» **EXERCISE OBJECTIVE**: The reply should be one number: how many lines of the data below contain "query".

(DATA LISTING Opens)

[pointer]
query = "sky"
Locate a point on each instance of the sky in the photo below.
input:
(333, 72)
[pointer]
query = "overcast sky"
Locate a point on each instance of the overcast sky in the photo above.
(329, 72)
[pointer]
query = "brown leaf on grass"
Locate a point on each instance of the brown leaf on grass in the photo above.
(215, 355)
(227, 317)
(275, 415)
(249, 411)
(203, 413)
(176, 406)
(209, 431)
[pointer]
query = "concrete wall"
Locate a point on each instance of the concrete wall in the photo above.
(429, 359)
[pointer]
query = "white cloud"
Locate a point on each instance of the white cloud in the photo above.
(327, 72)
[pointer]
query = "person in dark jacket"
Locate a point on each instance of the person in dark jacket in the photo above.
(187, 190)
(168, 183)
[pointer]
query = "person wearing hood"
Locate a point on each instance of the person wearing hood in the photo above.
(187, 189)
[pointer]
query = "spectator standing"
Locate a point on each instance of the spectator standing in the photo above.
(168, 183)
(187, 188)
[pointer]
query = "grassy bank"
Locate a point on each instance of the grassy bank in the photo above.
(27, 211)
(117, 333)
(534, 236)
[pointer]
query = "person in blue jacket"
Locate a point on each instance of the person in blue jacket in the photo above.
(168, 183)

(DATA LISTING Closes)

» **ANSWER BELOW**: 10